--- Exercise prompt ---
Copy out all the material below except the pictures, leaving each line unchanged apart from the point coordinates. Shift those coordinates by adding 123 to every number in them.

--

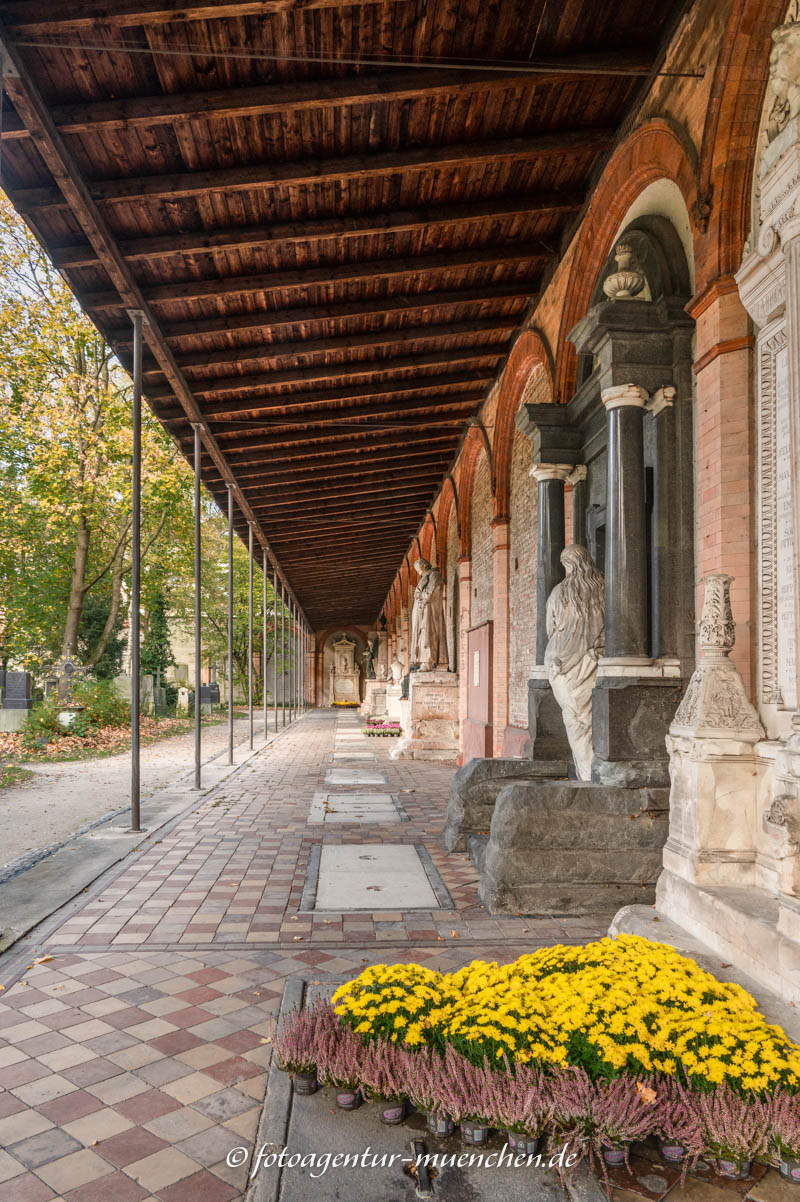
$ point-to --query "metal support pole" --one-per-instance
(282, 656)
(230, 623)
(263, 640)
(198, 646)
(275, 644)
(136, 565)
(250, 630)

--

--- Response ---
$ point-to --query "metal support pole" --one-per-instance
(405, 779)
(353, 746)
(386, 763)
(321, 769)
(398, 767)
(259, 688)
(373, 753)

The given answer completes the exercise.